Aufgaben.
1. Tippe aus dem Predigtauszug einen Abschnitt wortgetreu ab: Beginne bei den Worten "1. Mose 4,1-16a" und höre nach "Geld als Marius." auf.
2. Welche Gemeinden wachsen laut dem Predigtauszug weltweit am meisten?

Seitenauszug.

....................

Predigt MCC Köln, 2. September 2018
Ines-Paul Baumann

1. Mose 4,1-16a („Kain und Abel“)

Christa und Christian gehen der gleichen Tätigkeit nach. Allerdings ist der Job von Christian anders benannt, und er bekommt auch mehr Geld dafür.
Maria und Marius gehen der gleichen Tätigkeit nach, und der Job hat auch bei beiden denselben Namen. Maria bekommt dafür aber weniger Geld als Marius.
Kevin und Maximilian bringen in der Schule die gleiche Leistung. Allerdings wird Maximilian leistungsstärker eingeschätzt als Kevin.
Zwei Menschen tun dasselbe – aber sie bekommen dafür nicht die gleiche Anerkennung. Es gäbe noch sehr viel mehr Beispiele für solche Ungleichbehandlungen.

Genau so bei Kain und Abel. Kain bringt Gott ein Opfer dar. Dann kommt sein Bruder Abel und macht dasselbe, auch Abel bringt Gott ein Opfer dar. Und was passiert? Das Opfer von Abel (dem Nachmacher) findet Anerkennung, das Opfer von Kain (der es immerhin aus eigener Initiative gemacht hat) nicht.

Auch im Gemeindeleben kommt das vor. Menschen bringen sich ein, und die einen werden gesehen und gewürdigt, andere nicht.
Und wir kennen das nicht nur IN der MCC, sondern auch ALS MCC. „Super Arbeit“, bekommen wir bescheinigt, und wer wächst? Die fundamentalistischen Gemeinden (weltweit am meisten). „Wenn Kirche immer so wäre wie MCC, würde ich wieder kommen“, wird mir gesagt, und ich antworte: „Wir SIND immer so, jeden Sonntag!“ Und was passiert? Begeistert davon, wie Kirche sein kann, beantragen sie ihren Wieder-Eintritt in die evangelische Kirche ihrer Kindheit.

....................

(Datensätze mit markierten Punkten)
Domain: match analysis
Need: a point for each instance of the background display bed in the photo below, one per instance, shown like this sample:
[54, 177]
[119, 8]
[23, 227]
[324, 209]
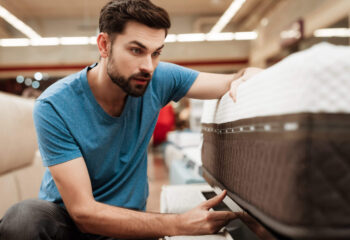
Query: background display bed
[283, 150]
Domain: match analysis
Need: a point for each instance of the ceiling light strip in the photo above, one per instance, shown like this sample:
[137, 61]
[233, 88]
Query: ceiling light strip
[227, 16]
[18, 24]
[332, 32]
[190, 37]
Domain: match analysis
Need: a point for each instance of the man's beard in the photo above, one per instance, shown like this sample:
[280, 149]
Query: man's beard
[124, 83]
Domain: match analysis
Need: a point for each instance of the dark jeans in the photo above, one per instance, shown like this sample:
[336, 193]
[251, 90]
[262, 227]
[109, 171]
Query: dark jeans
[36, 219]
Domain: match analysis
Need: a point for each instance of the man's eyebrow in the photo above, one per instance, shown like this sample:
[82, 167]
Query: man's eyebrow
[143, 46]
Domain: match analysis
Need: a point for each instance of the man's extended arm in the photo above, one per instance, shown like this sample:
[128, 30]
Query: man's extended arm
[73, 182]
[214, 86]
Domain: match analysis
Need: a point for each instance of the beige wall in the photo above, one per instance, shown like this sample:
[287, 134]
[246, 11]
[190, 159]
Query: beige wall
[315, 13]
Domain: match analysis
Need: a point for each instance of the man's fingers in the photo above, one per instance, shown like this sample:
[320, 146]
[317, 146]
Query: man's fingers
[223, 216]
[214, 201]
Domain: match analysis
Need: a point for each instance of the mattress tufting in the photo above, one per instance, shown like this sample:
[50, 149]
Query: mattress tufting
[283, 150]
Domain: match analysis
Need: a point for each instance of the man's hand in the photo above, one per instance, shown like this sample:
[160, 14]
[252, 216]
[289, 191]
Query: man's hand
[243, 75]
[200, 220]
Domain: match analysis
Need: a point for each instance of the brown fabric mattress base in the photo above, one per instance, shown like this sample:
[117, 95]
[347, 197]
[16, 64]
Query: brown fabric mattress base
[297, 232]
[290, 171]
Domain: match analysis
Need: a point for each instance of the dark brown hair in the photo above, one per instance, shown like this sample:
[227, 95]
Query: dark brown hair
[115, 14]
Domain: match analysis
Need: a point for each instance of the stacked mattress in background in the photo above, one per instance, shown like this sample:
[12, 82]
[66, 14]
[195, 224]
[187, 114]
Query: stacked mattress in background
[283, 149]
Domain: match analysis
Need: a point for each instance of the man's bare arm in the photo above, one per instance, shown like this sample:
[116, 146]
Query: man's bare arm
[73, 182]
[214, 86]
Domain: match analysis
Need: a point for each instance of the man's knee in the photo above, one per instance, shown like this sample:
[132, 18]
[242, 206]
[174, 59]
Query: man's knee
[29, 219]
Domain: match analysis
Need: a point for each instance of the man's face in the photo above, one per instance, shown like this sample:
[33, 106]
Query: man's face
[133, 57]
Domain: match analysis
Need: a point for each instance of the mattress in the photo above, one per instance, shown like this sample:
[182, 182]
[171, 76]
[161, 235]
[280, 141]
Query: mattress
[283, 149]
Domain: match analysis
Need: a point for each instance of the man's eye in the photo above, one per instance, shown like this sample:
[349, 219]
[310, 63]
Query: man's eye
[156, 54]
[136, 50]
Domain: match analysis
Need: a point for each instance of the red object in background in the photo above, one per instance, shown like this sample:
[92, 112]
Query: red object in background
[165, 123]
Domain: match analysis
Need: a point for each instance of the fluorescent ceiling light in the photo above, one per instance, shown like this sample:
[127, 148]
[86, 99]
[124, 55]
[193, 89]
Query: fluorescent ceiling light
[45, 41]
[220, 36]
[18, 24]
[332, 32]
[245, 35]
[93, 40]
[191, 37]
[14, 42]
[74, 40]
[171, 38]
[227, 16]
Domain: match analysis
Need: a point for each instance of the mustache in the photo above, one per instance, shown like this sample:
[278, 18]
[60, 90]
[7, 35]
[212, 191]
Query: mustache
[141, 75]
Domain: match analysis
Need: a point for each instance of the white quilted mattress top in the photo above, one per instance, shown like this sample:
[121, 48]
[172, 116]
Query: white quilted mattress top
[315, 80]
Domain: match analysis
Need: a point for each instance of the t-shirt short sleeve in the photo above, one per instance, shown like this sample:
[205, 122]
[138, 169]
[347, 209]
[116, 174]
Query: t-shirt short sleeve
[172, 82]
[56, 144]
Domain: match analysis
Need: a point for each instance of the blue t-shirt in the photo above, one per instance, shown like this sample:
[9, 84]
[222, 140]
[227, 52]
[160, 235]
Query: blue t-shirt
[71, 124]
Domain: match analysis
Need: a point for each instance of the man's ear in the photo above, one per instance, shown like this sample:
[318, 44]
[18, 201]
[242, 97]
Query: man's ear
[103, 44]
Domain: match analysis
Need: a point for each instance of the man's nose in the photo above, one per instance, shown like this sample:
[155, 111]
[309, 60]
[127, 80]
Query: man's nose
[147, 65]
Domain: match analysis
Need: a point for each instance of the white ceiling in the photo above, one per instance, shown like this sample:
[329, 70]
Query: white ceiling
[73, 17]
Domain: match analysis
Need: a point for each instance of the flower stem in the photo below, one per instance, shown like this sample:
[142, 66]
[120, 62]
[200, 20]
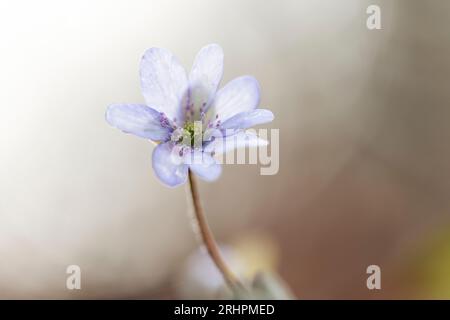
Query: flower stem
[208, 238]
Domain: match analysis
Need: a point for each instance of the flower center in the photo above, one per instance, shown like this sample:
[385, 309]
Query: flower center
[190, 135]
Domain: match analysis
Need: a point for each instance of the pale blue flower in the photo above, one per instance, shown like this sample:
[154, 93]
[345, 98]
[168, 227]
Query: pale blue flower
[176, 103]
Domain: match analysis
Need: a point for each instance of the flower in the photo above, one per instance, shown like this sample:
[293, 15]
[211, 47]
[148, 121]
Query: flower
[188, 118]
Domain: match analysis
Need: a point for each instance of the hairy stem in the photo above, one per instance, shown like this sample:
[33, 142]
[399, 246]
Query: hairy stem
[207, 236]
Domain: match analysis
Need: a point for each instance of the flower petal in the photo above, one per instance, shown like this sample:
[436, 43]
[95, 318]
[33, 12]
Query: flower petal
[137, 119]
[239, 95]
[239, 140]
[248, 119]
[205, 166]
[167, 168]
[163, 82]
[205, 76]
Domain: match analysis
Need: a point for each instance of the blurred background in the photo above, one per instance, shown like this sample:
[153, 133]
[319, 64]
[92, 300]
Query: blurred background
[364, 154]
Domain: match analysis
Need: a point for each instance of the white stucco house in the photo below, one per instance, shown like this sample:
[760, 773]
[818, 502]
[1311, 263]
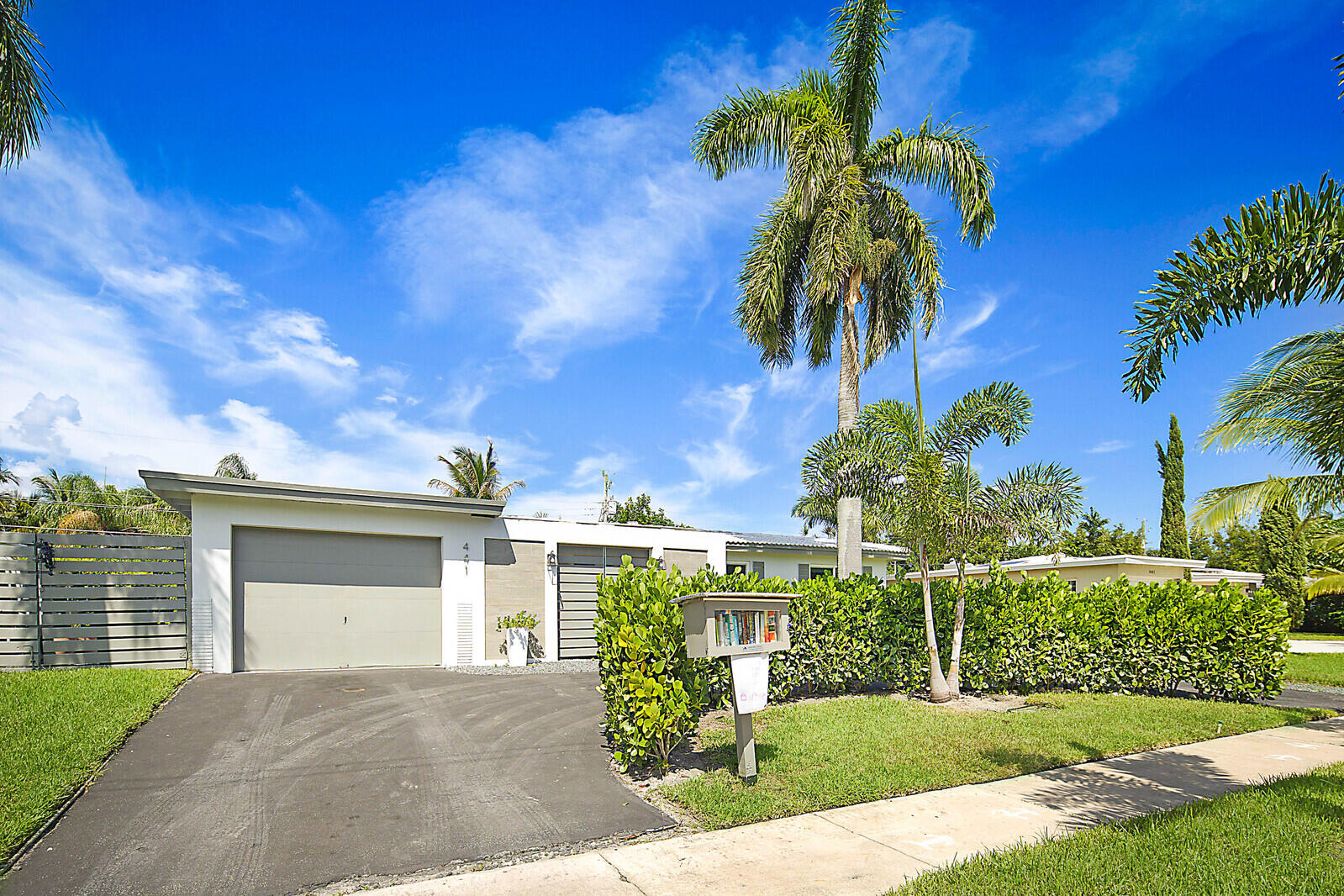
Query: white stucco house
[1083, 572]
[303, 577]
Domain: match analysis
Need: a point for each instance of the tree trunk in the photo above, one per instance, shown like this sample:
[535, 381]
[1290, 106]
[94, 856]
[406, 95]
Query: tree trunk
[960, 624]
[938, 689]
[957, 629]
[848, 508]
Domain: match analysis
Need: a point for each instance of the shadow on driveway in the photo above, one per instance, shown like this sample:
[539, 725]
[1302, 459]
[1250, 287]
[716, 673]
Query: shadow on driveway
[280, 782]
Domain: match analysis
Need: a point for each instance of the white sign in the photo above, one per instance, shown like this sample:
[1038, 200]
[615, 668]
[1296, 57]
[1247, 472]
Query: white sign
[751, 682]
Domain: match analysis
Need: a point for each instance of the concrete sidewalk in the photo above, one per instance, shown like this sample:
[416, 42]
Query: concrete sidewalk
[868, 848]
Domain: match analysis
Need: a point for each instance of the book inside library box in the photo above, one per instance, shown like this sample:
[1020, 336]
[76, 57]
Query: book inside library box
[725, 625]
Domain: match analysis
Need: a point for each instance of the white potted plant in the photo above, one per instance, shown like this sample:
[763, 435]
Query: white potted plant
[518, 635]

....................

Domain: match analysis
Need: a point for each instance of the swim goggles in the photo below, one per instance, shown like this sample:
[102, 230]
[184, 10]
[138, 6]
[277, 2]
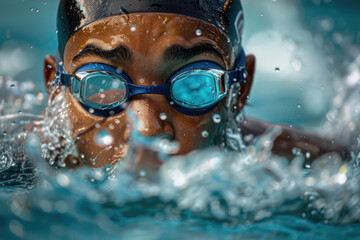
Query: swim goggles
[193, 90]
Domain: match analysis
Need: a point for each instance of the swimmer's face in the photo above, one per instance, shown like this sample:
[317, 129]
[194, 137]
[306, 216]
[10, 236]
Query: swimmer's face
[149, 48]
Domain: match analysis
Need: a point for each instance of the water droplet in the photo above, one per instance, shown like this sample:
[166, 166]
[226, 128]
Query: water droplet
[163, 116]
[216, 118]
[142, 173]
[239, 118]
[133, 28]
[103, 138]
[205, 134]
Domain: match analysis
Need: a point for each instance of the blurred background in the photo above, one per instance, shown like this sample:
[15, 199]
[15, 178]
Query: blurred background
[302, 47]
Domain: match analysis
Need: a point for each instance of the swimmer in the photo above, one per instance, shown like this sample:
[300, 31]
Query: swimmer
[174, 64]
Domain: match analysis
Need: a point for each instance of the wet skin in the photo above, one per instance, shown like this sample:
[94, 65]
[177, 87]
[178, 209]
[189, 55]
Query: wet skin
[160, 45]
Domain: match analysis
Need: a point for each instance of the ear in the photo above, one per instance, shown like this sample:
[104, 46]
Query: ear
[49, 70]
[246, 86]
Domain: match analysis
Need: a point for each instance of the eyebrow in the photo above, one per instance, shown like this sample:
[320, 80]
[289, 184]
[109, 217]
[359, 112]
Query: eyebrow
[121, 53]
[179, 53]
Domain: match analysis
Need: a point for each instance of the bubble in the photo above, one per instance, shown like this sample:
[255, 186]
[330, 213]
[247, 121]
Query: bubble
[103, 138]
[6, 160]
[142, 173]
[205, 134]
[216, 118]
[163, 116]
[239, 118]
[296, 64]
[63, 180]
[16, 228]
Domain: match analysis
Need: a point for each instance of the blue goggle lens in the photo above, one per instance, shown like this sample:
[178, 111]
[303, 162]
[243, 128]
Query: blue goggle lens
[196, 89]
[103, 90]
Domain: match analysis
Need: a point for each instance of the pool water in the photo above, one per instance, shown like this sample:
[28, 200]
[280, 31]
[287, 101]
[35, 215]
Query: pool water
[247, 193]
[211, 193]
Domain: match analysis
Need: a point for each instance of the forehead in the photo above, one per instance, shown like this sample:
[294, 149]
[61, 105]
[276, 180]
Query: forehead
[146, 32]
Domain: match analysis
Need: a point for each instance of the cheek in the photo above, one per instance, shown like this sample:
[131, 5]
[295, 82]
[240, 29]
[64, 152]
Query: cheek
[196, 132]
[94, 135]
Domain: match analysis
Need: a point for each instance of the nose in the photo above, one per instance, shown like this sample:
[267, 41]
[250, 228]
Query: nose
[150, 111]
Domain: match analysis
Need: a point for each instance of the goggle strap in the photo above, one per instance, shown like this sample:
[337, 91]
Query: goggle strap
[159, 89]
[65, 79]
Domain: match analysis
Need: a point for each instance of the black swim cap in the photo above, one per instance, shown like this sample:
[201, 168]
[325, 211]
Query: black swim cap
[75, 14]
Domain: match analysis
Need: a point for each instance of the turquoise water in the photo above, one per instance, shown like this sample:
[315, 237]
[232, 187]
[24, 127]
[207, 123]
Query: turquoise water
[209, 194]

....................

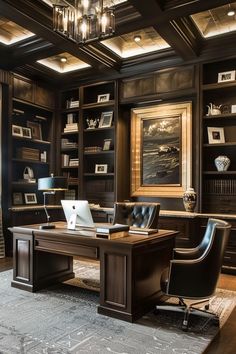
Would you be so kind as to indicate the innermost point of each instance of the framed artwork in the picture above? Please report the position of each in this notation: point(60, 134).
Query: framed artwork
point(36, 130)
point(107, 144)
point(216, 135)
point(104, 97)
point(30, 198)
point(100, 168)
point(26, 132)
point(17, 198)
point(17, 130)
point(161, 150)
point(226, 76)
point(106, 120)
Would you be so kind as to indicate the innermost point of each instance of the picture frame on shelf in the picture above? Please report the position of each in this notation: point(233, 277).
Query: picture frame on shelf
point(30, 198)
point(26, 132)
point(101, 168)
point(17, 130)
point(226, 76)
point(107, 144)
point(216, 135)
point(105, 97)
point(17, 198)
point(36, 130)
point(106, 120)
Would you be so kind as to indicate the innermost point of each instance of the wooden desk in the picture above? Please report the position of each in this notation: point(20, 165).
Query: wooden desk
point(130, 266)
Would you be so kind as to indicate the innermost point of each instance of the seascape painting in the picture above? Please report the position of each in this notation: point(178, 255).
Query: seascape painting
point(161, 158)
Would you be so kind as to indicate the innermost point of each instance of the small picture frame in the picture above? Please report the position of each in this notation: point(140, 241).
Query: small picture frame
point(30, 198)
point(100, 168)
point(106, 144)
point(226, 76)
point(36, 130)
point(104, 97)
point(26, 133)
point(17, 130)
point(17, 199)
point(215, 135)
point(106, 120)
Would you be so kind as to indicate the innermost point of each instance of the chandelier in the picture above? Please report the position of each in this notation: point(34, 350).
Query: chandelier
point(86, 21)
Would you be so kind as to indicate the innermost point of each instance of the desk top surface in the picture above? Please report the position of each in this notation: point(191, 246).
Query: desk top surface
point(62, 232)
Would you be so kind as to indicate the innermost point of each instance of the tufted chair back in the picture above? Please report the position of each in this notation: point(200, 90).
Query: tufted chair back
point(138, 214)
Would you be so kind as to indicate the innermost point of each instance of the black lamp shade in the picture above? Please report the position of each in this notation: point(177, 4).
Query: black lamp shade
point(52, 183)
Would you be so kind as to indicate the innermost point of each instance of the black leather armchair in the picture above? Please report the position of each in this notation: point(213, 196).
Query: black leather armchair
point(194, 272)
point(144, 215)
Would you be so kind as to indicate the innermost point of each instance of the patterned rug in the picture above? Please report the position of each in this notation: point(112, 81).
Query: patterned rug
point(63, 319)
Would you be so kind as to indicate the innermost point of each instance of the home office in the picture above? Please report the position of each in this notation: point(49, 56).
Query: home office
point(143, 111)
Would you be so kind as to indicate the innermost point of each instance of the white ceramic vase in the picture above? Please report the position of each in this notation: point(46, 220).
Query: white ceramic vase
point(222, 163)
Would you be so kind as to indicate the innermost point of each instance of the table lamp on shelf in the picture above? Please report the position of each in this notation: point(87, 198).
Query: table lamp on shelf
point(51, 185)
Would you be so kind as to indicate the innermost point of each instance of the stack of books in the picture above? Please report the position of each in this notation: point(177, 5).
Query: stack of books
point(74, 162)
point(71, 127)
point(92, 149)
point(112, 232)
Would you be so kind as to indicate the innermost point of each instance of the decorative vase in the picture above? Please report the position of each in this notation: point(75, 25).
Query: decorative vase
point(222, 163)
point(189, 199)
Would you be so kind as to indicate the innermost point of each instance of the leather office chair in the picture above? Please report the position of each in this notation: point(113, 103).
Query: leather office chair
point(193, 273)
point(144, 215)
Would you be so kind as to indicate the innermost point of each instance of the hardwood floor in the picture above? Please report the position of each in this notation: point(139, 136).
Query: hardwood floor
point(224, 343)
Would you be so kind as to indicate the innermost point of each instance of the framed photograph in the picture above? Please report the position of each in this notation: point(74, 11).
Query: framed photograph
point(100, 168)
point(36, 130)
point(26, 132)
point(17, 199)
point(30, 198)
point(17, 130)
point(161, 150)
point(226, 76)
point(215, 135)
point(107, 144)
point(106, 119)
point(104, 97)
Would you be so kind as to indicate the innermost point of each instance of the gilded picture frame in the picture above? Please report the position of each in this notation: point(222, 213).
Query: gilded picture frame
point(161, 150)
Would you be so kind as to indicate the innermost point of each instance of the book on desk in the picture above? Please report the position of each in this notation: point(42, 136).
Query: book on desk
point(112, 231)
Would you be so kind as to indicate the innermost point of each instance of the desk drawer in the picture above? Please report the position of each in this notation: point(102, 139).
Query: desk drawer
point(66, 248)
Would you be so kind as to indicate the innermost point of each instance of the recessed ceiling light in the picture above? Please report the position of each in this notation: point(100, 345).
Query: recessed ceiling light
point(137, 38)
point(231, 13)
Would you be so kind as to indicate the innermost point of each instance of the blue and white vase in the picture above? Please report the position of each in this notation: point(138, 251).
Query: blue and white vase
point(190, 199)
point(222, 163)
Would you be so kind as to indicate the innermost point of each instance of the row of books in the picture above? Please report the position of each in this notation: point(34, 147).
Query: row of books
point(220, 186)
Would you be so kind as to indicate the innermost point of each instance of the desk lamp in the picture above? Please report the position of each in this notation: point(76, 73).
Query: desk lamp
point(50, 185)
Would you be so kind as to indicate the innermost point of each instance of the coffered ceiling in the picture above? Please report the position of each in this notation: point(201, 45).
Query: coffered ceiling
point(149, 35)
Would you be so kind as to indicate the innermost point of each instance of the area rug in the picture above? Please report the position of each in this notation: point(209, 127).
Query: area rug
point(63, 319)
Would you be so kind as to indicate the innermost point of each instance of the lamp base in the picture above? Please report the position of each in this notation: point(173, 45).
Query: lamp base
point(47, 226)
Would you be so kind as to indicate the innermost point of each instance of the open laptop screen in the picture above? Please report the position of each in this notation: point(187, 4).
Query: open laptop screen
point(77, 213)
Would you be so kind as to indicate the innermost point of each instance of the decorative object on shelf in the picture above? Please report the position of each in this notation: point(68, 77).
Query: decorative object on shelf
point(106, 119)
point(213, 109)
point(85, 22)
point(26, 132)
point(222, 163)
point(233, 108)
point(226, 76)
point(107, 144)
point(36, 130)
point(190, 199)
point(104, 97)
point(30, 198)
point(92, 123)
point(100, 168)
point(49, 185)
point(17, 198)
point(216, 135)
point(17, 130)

....................

Die Lösungen.
1.
1. Mose 4,1-16a („Kain und Abel“)

Christa und Christian gehen der gleichen Tätigkeit nach. Allerdings ist der Job von Christian anders benannt, und er bekommt auch mehr Geld dafür.
Maria und Marius gehen der gleichen Tätigkeit nach, und der Job hat auch bei beiden denselben Namen. Maria bekommt dafür aber weniger Geld als Marius.

2. Die fundamentalistischen Gemeinden.